• _Goal of the exercise_
Using the word "dealership" as the filter, copy each matching line from the records.

• _Dataset content_
*-*-*

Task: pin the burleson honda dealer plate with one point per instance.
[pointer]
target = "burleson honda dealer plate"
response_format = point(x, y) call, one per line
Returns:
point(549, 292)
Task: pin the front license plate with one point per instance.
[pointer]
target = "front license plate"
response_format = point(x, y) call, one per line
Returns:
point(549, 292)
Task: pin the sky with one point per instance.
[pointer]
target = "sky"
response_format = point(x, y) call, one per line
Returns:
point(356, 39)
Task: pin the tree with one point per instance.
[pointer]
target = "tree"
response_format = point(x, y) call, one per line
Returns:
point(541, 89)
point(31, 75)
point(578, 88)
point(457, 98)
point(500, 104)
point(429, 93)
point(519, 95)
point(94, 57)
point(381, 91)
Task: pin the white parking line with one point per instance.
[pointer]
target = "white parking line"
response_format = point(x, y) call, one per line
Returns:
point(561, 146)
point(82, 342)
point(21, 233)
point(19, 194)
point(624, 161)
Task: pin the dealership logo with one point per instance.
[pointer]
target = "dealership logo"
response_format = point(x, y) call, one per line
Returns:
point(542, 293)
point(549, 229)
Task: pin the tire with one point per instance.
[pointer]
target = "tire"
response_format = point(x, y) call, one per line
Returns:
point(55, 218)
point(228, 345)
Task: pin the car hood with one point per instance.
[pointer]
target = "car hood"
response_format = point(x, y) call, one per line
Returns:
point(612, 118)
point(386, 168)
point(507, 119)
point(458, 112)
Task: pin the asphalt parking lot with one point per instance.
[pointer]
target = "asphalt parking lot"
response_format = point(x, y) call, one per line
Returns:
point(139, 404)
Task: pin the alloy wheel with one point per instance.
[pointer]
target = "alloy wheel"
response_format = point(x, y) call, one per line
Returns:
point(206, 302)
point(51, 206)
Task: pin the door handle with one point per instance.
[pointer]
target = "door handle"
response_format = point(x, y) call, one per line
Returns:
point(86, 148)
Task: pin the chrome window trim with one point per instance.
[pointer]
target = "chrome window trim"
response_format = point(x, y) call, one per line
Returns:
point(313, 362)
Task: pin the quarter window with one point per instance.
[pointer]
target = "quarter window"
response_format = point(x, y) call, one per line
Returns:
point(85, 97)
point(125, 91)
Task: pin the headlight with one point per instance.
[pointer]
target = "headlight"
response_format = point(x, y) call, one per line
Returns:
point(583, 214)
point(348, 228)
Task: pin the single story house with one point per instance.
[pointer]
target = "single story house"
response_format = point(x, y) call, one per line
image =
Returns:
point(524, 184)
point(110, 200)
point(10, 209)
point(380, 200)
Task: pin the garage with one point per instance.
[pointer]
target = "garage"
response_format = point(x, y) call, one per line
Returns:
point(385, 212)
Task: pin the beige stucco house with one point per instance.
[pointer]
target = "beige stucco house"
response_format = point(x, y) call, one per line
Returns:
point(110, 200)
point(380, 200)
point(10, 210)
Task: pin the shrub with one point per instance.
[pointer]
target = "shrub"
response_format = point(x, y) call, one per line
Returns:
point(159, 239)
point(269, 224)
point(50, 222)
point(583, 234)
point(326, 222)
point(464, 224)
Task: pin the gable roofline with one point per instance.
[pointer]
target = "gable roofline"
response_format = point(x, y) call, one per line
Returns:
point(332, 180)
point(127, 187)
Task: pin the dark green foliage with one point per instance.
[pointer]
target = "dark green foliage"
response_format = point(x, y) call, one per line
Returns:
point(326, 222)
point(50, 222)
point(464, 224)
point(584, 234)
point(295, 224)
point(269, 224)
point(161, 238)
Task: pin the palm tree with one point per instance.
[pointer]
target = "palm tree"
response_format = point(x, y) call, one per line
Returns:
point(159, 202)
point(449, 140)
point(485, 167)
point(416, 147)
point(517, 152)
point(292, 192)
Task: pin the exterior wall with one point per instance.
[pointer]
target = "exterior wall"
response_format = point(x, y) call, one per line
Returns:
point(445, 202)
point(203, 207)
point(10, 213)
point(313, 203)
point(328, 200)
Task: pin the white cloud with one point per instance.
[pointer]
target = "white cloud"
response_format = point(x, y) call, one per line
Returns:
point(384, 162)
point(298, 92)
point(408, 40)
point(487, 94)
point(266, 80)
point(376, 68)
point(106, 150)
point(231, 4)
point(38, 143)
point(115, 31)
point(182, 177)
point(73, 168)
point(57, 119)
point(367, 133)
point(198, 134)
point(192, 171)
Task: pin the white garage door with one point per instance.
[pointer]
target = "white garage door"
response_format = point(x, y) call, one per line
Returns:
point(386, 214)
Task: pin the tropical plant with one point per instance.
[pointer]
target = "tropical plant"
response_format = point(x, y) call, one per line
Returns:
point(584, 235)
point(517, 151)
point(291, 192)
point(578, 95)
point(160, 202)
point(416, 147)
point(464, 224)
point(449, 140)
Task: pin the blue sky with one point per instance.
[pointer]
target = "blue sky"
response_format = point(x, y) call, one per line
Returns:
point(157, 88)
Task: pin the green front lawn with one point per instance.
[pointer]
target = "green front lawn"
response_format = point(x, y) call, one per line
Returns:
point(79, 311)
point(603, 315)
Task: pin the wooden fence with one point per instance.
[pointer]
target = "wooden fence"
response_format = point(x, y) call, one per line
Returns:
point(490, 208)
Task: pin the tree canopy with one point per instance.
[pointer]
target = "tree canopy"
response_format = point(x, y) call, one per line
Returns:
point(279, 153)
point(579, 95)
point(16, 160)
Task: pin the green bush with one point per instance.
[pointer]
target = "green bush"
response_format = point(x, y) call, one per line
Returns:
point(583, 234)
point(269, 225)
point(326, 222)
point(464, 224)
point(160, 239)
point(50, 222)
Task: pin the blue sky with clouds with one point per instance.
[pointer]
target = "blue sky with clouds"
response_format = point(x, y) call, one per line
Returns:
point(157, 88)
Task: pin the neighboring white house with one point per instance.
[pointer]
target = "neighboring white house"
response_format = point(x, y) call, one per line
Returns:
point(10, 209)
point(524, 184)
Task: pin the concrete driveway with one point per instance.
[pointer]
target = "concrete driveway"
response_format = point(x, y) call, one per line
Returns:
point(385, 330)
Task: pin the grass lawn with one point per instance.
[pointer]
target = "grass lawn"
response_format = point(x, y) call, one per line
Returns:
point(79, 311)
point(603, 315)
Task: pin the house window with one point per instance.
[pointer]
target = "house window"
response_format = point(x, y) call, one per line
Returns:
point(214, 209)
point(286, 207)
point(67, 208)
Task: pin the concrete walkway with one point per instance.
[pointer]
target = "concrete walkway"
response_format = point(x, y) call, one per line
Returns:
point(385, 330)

*-*-*

• _Response area_
Task: pin the dealership logo with one point per instance.
target = "dealership logo"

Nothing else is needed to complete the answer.